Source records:
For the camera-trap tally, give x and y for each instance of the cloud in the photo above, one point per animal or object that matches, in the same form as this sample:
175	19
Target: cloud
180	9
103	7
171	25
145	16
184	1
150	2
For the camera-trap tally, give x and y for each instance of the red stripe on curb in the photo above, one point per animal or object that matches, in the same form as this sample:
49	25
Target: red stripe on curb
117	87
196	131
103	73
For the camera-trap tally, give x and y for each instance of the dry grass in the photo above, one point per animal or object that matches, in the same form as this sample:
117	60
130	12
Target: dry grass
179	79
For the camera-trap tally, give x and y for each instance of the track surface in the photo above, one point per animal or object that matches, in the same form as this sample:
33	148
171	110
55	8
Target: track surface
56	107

TASK DIRECTIONS: Copy out the data shown above in full. Match it exactly.

ANSWER TO THIS TASK:
For the camera-trap tally, give x and y for each instance of the cloud in the photo above, one point per animal or object that matches, in the same form as this sample:
175	19
Target: cloud
180	9
103	7
171	25
145	16
184	1
150	2
For the camera-trap tally, give x and y for each instance of the red stripe on curb in the photo above, one point per animal or object that matches, in the same form as this sample:
49	25
Target: red stripe on curb
117	87
196	131
103	73
For the camera-trap tally, give x and y for each instance of the dry grass in the photo above, one point per animal or object that matches, in the same form as this sample:
117	60
130	12
Target: dry grass
179	79
For the camera-trap tally, give x and y for each instance of the track surface in the photo above, one point per animal or object that matches, in the same form as this sample:
33	148
171	110
55	8
Target: track surface
56	107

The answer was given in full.